» **WORK INSTRUCTION**:
From the line containing "Each returned point MUST lie on the matching chandelier" down to the line containing "Each returned point MUST lie on the matching pink" in the records below, reproduce every line exactly, ends included, and omit all others.

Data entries
......

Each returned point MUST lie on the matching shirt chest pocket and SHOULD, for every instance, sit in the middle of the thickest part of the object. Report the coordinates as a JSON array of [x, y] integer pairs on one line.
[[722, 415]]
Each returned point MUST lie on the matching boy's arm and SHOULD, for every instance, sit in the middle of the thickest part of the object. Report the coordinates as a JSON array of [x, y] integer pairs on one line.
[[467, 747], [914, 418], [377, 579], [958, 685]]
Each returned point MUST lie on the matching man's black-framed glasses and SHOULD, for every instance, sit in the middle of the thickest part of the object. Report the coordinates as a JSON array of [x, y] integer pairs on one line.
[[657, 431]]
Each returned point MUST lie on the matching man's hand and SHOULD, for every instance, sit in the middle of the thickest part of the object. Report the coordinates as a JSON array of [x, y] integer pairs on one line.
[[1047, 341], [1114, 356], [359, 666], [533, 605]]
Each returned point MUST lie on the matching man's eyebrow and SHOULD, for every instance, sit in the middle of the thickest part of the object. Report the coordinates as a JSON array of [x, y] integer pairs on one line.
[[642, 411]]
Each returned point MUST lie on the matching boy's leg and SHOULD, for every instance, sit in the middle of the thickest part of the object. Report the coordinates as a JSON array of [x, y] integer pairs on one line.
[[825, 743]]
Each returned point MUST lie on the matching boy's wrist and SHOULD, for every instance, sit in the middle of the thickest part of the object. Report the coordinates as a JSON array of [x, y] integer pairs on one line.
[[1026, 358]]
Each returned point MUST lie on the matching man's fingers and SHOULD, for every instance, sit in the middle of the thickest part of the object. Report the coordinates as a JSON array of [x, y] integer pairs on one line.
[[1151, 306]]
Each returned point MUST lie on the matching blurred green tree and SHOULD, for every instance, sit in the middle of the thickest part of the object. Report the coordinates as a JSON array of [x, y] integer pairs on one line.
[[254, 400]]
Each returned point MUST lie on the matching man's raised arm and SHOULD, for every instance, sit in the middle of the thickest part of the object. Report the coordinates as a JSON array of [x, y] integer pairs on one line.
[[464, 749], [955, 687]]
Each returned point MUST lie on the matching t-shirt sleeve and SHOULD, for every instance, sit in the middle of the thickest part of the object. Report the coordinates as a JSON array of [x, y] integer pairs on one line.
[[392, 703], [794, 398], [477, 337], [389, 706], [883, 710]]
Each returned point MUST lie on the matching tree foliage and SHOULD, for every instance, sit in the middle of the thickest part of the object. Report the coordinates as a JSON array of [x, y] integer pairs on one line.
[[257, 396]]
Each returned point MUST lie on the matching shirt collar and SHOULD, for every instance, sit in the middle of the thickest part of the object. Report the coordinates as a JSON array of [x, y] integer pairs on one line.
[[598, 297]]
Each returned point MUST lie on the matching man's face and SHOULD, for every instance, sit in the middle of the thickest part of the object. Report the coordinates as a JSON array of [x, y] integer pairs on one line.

......

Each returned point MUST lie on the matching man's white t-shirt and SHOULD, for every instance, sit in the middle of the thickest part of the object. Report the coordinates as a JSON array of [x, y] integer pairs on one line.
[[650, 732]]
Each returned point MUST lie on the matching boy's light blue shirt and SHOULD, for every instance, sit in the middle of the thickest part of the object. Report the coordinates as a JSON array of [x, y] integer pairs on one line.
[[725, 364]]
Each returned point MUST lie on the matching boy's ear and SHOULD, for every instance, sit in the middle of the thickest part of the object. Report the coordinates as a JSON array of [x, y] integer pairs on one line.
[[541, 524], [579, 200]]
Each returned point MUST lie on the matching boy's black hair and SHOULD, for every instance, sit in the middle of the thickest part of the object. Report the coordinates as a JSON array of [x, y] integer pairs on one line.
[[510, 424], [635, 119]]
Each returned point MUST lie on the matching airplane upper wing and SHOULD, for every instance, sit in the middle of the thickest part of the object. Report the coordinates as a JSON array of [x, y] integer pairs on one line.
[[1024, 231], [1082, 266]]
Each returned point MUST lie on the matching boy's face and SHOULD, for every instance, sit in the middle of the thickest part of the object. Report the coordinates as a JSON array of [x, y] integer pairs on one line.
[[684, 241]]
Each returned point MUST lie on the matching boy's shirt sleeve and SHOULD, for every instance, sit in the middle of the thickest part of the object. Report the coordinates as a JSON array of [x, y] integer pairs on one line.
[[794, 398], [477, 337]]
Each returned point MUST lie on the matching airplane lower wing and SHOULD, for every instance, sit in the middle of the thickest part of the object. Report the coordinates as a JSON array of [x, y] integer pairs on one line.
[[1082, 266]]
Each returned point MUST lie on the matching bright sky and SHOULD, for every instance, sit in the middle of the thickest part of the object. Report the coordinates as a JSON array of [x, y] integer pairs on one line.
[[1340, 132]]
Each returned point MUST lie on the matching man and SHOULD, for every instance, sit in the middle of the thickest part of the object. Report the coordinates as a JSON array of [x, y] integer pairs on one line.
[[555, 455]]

......

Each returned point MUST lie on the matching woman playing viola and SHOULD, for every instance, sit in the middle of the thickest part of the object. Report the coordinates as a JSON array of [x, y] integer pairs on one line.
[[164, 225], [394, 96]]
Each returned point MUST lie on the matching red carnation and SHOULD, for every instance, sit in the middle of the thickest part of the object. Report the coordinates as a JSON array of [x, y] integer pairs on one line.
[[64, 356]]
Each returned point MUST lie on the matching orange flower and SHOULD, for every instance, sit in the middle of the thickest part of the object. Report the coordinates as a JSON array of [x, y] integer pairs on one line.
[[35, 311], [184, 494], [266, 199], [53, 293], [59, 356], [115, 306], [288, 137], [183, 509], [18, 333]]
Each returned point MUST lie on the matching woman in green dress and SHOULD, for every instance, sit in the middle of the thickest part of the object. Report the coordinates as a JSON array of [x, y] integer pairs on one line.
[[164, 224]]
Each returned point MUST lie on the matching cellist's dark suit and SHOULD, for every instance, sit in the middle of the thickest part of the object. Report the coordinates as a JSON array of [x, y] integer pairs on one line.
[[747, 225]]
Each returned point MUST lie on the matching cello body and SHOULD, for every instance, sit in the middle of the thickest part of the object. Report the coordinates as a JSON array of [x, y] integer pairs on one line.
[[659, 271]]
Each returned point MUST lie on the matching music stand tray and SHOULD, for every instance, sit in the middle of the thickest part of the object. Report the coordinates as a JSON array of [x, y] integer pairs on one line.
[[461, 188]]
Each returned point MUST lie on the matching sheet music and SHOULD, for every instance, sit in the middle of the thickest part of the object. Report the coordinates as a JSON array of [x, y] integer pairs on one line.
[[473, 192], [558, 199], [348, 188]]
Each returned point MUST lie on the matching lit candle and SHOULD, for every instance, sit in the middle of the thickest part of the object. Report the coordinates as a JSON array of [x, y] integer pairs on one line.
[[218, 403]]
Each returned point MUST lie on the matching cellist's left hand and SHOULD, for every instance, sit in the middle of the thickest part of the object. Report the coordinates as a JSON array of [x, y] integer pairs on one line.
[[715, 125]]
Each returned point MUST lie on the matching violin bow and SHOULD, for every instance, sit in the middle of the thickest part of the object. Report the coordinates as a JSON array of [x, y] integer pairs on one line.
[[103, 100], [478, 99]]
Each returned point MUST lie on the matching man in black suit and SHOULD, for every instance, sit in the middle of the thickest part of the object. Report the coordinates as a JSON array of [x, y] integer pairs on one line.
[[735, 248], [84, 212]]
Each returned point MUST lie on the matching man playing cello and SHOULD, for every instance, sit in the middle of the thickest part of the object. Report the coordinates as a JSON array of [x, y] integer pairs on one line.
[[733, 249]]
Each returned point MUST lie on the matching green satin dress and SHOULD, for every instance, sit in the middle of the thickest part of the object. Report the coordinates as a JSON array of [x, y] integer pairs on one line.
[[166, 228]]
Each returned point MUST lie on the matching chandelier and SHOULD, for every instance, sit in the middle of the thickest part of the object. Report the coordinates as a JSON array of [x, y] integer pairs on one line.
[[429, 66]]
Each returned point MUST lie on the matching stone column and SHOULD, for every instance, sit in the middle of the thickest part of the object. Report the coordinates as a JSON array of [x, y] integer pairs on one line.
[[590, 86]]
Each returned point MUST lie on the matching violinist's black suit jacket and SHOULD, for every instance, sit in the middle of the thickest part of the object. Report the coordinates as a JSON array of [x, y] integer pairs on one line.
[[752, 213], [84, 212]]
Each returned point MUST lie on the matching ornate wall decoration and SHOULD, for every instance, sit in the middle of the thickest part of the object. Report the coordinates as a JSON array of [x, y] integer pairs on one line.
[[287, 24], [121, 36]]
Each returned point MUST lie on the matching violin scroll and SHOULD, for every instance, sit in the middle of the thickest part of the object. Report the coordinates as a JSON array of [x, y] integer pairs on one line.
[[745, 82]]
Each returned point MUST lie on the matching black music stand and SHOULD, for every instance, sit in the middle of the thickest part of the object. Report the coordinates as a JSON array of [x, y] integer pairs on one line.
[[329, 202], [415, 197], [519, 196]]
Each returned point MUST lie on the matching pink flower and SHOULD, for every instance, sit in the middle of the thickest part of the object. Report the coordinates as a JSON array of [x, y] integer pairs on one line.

......

» **TASK RESULT**:
Each returned point MUST lie on the matching chandelier and SHOULD, for every instance, sit in the middle of the thickest part of the object. Report the coordinates as a JSON array of [x, y] integer pairs on one line.
[[429, 66]]
Each returned point MUST lie on the matching stone column and SHOULD, for every instance, sit in the middle of the thickest part of the object. Report the coordinates as a JSON array of [x, y] integer pairs on one line.
[[590, 86]]
Each returned point MUST lie on the matching violinist's black suit jacket and SHOULD, for every instance, sit in the middle of the thickest part of the object. Report the coordinates as a JSON array of [x, y] integer pairs on one line.
[[752, 213], [84, 212]]
Each returned point MUST lie on the matching ornate wall decoration and SHOULD, for every instance, sit in the middle of the thickest part of the object. Report the coordinates as a JSON array of [x, y] integer pairs on one line.
[[287, 24], [121, 36]]
Each returned point MUST lie on the matching violin scroll and SHOULD, for every instance, sit in the middle of the thickest part of the object. Report the coordinates as a JSON array of [x, y] integer pairs on one line.
[[745, 82]]
Each returned point MUST lie on the matching black music stand and SHOULD, for every instance, sit in the middle of the thickest part of the object. Report the coordinates as a JSON array of [x, y] integer pairs on one line.
[[329, 202], [415, 197], [519, 196]]
Each returned point MUST lie on the matching pink flower and SHOULD, for every instance, sit in the middle of the thickest part of the object. Report the coordinates as a JSON array of [x, y] integer pairs on one line.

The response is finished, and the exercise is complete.